Records:
———

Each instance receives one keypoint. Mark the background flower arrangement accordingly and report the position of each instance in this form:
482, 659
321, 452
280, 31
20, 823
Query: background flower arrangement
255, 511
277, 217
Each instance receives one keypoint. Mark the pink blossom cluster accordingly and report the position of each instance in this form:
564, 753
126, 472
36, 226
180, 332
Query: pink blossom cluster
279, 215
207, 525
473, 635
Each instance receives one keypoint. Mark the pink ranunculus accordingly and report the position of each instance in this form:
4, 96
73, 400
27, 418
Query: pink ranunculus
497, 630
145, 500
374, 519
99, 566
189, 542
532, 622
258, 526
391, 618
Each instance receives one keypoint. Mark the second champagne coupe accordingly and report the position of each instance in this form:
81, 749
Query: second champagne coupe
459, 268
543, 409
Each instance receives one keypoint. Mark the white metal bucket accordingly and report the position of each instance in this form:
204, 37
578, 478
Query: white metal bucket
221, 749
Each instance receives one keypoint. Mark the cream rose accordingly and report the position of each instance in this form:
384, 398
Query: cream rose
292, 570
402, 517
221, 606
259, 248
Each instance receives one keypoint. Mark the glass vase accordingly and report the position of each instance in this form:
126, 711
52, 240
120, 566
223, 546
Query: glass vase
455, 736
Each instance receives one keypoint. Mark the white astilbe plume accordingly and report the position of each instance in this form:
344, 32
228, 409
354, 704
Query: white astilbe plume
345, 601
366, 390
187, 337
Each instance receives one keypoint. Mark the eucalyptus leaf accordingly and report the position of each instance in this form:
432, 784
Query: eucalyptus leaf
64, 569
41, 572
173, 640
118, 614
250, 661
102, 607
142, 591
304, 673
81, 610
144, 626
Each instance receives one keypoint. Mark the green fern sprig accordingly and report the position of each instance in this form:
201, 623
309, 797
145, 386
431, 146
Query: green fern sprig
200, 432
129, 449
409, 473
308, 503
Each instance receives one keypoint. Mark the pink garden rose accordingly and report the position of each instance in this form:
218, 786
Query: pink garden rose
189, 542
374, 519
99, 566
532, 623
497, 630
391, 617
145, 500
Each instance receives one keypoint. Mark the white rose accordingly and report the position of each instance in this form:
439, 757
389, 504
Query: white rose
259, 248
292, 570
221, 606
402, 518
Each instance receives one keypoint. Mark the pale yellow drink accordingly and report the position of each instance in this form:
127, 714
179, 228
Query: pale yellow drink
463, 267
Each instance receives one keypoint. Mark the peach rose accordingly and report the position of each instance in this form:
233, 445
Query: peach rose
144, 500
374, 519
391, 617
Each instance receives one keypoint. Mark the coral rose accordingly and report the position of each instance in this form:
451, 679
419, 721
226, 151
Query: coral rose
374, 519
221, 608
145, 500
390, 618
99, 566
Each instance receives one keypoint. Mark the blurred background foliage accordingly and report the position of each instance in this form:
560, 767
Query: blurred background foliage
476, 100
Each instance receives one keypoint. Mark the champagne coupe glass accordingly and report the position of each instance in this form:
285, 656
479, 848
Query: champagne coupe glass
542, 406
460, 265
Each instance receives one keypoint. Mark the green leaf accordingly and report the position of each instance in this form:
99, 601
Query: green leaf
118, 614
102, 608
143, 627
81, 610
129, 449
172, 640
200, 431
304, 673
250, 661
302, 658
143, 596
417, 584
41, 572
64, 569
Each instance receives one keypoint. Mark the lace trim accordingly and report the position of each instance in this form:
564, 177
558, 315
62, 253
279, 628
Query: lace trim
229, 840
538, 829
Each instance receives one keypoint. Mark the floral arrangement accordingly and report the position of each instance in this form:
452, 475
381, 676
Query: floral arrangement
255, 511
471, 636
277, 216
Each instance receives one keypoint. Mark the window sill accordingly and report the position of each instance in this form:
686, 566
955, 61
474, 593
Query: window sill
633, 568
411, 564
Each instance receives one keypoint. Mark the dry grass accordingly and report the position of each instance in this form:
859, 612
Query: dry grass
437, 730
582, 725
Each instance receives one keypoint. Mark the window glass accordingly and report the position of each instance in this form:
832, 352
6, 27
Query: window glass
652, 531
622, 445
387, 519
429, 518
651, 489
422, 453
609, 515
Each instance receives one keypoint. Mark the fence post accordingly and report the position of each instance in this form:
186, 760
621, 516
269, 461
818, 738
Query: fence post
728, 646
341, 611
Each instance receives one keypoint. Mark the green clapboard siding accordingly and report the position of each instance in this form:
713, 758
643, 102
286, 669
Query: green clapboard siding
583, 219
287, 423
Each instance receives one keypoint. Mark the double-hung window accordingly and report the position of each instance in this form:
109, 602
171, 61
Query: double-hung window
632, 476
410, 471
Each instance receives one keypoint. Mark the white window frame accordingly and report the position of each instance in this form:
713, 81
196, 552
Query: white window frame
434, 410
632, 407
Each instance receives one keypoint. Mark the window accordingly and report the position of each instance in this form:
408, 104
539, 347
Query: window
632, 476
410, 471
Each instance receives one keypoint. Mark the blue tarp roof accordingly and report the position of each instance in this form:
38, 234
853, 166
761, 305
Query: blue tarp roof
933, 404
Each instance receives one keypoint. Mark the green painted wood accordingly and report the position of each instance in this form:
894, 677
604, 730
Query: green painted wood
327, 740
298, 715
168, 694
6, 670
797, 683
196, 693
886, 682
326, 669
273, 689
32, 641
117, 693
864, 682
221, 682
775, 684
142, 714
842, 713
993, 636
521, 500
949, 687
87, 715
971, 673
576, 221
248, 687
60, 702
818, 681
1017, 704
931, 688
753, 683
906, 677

———

Written request — Can you give the lines of the records again, starting with the line containing "Each instance receives one keypoint. Mark the green painted" and going on through the last line of the records, with every keypoint coordinate in the answers multiplied by 2.6 and rounded to a whole number (halves rounded up)? Keep the requests and their sample coordinates unchanged.

Answer to the exercise —
Each instance receives one keypoint. Mark the green painted wood accordingly and report the position of each instance in this form:
894, 677
604, 730
Query: green painted wood
850, 1924
775, 1859
437, 1804
16, 1742
2072, 1776
510, 1802
2304, 1773
848, 1739
710, 1791
83, 1667
304, 1802
2246, 1773
575, 1773
2015, 1778
369, 1856
2189, 1854
2582, 1654
1355, 1300
2467, 1786
226, 1859
2525, 1750
1498, 575
645, 1786
156, 1825
2127, 1771
2644, 1830
2421, 1789
1958, 1776
2356, 1760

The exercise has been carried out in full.